--- START ---

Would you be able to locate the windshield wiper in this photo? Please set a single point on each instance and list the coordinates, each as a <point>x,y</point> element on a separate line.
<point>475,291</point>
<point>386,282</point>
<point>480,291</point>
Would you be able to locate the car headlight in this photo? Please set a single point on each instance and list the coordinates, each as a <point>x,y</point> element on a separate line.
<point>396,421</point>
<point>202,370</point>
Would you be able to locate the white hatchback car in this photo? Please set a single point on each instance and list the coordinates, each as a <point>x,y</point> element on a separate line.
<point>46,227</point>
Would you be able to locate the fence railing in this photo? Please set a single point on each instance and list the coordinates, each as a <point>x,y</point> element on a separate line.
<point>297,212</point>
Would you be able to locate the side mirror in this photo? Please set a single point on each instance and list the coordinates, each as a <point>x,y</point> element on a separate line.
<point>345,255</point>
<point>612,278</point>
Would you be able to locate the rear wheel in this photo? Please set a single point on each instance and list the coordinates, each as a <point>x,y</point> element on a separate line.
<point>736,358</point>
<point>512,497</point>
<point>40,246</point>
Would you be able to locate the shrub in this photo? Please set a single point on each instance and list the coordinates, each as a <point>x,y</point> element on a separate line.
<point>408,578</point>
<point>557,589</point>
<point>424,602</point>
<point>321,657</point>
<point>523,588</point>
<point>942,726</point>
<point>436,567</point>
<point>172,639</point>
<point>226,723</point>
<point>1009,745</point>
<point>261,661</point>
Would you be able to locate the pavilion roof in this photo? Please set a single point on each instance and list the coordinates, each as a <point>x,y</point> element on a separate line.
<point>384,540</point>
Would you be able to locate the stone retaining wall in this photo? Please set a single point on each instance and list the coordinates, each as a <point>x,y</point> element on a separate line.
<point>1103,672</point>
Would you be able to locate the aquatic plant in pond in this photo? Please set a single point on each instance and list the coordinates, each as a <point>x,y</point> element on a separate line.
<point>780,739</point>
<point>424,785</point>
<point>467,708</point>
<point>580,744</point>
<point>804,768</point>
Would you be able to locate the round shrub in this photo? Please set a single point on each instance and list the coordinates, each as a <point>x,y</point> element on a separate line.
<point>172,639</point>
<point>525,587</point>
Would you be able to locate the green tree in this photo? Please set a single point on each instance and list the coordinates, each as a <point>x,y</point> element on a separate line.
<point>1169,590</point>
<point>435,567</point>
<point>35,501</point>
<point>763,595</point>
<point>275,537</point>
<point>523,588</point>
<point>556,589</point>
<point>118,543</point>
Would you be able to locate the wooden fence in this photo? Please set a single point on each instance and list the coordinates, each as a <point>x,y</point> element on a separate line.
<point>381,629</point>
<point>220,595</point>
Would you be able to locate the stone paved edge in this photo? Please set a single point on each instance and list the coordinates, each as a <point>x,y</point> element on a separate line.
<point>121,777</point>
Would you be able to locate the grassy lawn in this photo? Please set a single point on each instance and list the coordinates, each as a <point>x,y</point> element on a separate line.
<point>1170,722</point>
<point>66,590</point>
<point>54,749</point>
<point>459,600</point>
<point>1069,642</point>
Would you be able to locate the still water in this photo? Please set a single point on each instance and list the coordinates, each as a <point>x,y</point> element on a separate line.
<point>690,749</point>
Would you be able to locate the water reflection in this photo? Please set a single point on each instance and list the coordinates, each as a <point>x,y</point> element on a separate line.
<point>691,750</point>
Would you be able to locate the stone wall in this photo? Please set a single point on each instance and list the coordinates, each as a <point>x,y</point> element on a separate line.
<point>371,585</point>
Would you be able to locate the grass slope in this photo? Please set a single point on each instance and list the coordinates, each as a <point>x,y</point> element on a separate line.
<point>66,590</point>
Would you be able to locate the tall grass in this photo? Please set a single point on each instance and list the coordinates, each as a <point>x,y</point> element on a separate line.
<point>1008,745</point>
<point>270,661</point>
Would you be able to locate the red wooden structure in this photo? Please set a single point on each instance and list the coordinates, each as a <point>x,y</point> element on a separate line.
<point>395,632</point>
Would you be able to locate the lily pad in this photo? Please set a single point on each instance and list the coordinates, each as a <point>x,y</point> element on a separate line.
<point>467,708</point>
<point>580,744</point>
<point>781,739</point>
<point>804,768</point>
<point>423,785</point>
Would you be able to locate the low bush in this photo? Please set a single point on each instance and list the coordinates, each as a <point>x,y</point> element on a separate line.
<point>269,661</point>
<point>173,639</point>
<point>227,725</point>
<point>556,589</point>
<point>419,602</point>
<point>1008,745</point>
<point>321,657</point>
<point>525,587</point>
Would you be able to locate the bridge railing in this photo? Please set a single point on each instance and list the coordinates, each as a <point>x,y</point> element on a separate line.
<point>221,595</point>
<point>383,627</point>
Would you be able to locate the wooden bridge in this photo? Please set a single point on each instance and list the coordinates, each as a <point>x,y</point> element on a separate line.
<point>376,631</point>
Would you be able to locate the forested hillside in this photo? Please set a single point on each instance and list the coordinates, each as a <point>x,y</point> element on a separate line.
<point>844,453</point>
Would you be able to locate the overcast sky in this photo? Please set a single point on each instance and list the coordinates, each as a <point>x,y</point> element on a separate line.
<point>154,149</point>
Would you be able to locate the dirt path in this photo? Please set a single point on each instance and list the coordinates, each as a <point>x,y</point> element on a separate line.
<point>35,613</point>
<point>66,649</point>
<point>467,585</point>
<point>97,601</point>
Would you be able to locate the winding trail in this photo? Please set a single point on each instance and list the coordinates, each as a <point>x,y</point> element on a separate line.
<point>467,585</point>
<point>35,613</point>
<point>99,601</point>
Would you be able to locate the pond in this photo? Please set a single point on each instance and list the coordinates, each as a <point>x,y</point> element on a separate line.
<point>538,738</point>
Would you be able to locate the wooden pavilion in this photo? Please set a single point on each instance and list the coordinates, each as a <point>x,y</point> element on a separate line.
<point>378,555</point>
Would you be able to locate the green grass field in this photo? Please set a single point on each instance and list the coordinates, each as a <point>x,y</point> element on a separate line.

--- END ---

## WRITTEN INSTRUCTION
Copy out all of the lines above without changing anything.

## TASK OUTPUT
Would you be able to locate the windshield wiper in this photo? Please set a single point on each instance and list the coordinates, each as a <point>x,y</point> element on a separate line.
<point>475,291</point>
<point>386,282</point>
<point>480,291</point>
Would you be able to locate the car headlight in this photo? Please set a single point on each instance and list the coordinates, each as a <point>x,y</point> element on a separate line.
<point>396,421</point>
<point>202,370</point>
Would you be able to locate the white hatchback car in this photo? Please set a single point on each instance and list the coordinates, each as a <point>x,y</point> element on a separate line.
<point>46,227</point>
Would you be able to locate the fence railing in this photo? Please set a single point on each instance and list the coordinates, each as a <point>x,y</point> element on a separate line.
<point>297,212</point>
Would you be able to locate the side mirror in this photo? Please set a single point on each instance and list the coordinates, each as a <point>x,y</point> element on a separate line.
<point>345,255</point>
<point>612,278</point>
Would you be able to locate the rear wheel in this photo? Please set a single point on each instance and list the coordinates, each as a <point>x,y</point> element on a separate line.
<point>736,358</point>
<point>512,497</point>
<point>40,246</point>
Would you be able to locate the shrub in this photo? Please set a single point on each instance and list the coordinates, each as a <point>x,y</point> element on a separate line.
<point>408,578</point>
<point>557,589</point>
<point>424,602</point>
<point>321,657</point>
<point>523,588</point>
<point>942,726</point>
<point>436,567</point>
<point>172,639</point>
<point>226,723</point>
<point>1009,745</point>
<point>261,661</point>
Would you be able to locate the pavilion roof in this photo? Please set a single point on each instance and list the coordinates, each as a <point>x,y</point> element on a separate line.
<point>384,540</point>
Would you be able to locate the stone retaining wall in this photo? Please set a single point on each instance and list the coordinates, each as a <point>x,y</point> element on a separate line.
<point>1103,672</point>
Would you be able to locate the aquatic plant in pond in this photo? Please set a single point on each instance and list the coordinates, each as a <point>x,y</point> element on a separate line.
<point>780,739</point>
<point>424,785</point>
<point>467,708</point>
<point>580,744</point>
<point>804,768</point>
Would you be able to locate the round shrub in this photo? Please set a single point on each instance and list the coordinates, each as a <point>x,y</point> element on a separate line.
<point>172,639</point>
<point>525,587</point>
Would you be able to locate the green tree in this photo? Please set a single point on each instance and list the coordinates, each as a <point>x,y</point> element on a separate line.
<point>1169,590</point>
<point>435,567</point>
<point>35,501</point>
<point>763,595</point>
<point>275,537</point>
<point>523,588</point>
<point>556,589</point>
<point>118,543</point>
Would you be able to locate the wooden fence in this photo? Please set a single point on each instance and list the coordinates, each as a <point>x,y</point> element on a separate line.
<point>381,629</point>
<point>220,595</point>
Would you be able to locate the stone paved edge in this photo? Please set a single point on each instance and list the coordinates, each as a <point>x,y</point> element on a separate line.
<point>121,777</point>
Would you be able to locate the grassy lawn in this photo? Please set a single point on each instance and list the coordinates, each as a <point>x,y</point> element on a separate line.
<point>1170,722</point>
<point>66,590</point>
<point>54,749</point>
<point>459,600</point>
<point>1069,642</point>
Would you be able to locate the still water in this photo? Please set a single point on each instance and list the coordinates, each as a <point>x,y</point> element on a separate line.
<point>690,749</point>
Would you be able to locate the water reflection in this photo? Please set a single point on each instance and list the coordinates, each as a <point>x,y</point> element on a separate line.
<point>691,750</point>
Would you be able to locate the stone wall in this photo? Please set a single point on each instance and list the coordinates, each as a <point>x,y</point> element on a separate line.
<point>371,585</point>
Would you be able to locate the grass slope in this photo? Please set a single point on each instance and list the coordinates, each as a <point>x,y</point> element on a separate line.
<point>66,590</point>
Would you be able to locate the tall grass in this photo? Please set a single point on each instance and list the coordinates, each as a <point>x,y</point> element on a separate line.
<point>1008,745</point>
<point>270,661</point>
Would you be able to locate the red wooden structure in this photo? Please set a single point on each instance and list the coordinates, each as a <point>x,y</point> element on a separate line.
<point>395,632</point>
Would you be able to locate the lily pad in this photo? Please set a single point on each instance and list the coordinates, each as a <point>x,y</point> element on a separate line.
<point>467,708</point>
<point>580,744</point>
<point>781,739</point>
<point>804,768</point>
<point>423,785</point>
Would you be able to locate the low bush in this photo? Please set a single point on each instance and list the coordinates, each as a <point>x,y</point> element on a separate line.
<point>269,661</point>
<point>173,639</point>
<point>227,725</point>
<point>556,589</point>
<point>419,602</point>
<point>1008,745</point>
<point>321,657</point>
<point>525,587</point>
Would you be able to locate the bridge railing in this photo? Please set a single point on each instance and list the coordinates, each as a <point>x,y</point> element on a separate line.
<point>221,595</point>
<point>383,627</point>
Would you be able to locate the wooden bridge in this photo? Please set a single point on each instance and list the coordinates, each as a <point>x,y</point> element on a separate line.
<point>376,631</point>
Would you be able to locate the forested hillside in this photo? Please set a single point on each instance and list the coordinates, each as a <point>x,y</point> element on a separate line.
<point>844,453</point>
Would you be able to locate the overcast sky in this photo? Please set a single point on each instance and list the coordinates, each as a <point>x,y</point> element on a separate line.
<point>154,149</point>
Would you be able to locate the dirt path in this photo? Please set a single point on each instance and list the coordinates, each as a <point>x,y</point> element on a separate line.
<point>35,613</point>
<point>66,649</point>
<point>467,585</point>
<point>97,601</point>
Would you be able to locate the winding trail in this photo? Please set a single point on each instance and list the coordinates, each as a <point>x,y</point> element on a separate line.
<point>467,585</point>
<point>35,613</point>
<point>99,601</point>
Would you be able to locate the pond in this photo? Please set a single point on each instance and list the coordinates, each as a <point>x,y</point> element on a separate line.
<point>538,738</point>
Would you be able to locate the wooden pavilion in this photo? Please set a single point on each instance and list the coordinates, each as a <point>x,y</point> element on a separate line.
<point>378,555</point>
Would you be able to locate the green grass field in this photo? Please set a single point on each instance and list the coordinates, each as a <point>x,y</point> element on a separate line.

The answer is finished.